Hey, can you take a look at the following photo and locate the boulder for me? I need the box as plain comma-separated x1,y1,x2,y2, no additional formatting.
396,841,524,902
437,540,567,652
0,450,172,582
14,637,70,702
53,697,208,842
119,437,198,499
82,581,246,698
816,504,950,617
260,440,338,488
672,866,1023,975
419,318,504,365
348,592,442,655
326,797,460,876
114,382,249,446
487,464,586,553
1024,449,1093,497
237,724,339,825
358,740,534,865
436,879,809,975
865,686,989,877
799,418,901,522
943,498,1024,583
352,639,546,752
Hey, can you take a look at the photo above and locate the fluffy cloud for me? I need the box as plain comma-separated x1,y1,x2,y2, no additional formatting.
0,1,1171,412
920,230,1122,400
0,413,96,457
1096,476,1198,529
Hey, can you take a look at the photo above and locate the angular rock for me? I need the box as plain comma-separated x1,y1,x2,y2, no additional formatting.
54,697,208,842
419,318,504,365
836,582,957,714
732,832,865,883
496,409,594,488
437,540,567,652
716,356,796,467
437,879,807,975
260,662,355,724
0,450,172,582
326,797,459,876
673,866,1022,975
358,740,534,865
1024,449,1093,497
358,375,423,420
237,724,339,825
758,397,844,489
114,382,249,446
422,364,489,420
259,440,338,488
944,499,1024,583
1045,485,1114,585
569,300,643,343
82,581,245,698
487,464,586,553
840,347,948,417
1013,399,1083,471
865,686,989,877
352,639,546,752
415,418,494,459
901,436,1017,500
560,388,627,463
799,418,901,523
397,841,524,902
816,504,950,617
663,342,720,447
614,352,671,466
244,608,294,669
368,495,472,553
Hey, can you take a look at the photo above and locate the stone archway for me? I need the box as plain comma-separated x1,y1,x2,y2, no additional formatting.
#####
◆ Task details ◆
Write the records out once more. Each line must match.

◆ Your solution ◆
Hey, can you take a look at the following photo and locate the boulder for me? I need the box as plain comma-separated x1,y1,x2,y2, no additional formatting.
396,841,524,902
437,540,567,652
0,450,172,582
14,637,70,702
53,697,208,842
119,437,198,499
82,581,246,698
816,504,950,617
260,440,338,488
672,866,1023,975
419,318,504,365
348,592,442,655
326,797,460,876
114,382,249,446
487,464,586,553
1024,449,1093,497
237,724,339,825
358,740,534,865
436,879,809,975
865,686,989,877
799,418,901,522
943,498,1024,583
352,639,546,752
Hey, can you take a look at the photo above and locate the fluffy cloud for me? I need the box as plain comma-separated x1,y1,x2,y2, no additional formatting.
0,1,1171,412
920,230,1122,400
0,413,96,457
1096,476,1198,529
Hey, can you take a look at the photo above and locate the angular rock for me? I need the box as plain comma-separated x1,y1,x2,y2, no additional formatting.
54,697,208,842
419,318,504,365
836,582,957,714
732,832,865,883
496,409,594,488
437,540,567,652
716,356,796,467
437,879,807,975
260,662,355,724
0,450,172,582
326,797,459,876
673,866,1022,975
358,740,534,865
1024,449,1093,497
358,375,423,420
237,724,339,825
758,397,844,489
114,382,249,446
422,364,489,420
259,440,338,488
944,499,1024,583
1045,485,1114,585
569,300,643,343
82,581,245,698
487,464,586,553
840,347,948,417
1013,399,1083,471
865,686,989,877
352,639,546,752
415,418,494,459
901,436,1017,500
560,388,627,463
799,418,901,523
397,841,524,902
816,504,950,617
663,342,720,447
614,352,671,466
244,608,294,669
368,495,472,553
Hey, can you take a look at the photo above and locate the stone archway for me? I need the box as plain comma-separated x1,y1,x2,y2, no additional formatting.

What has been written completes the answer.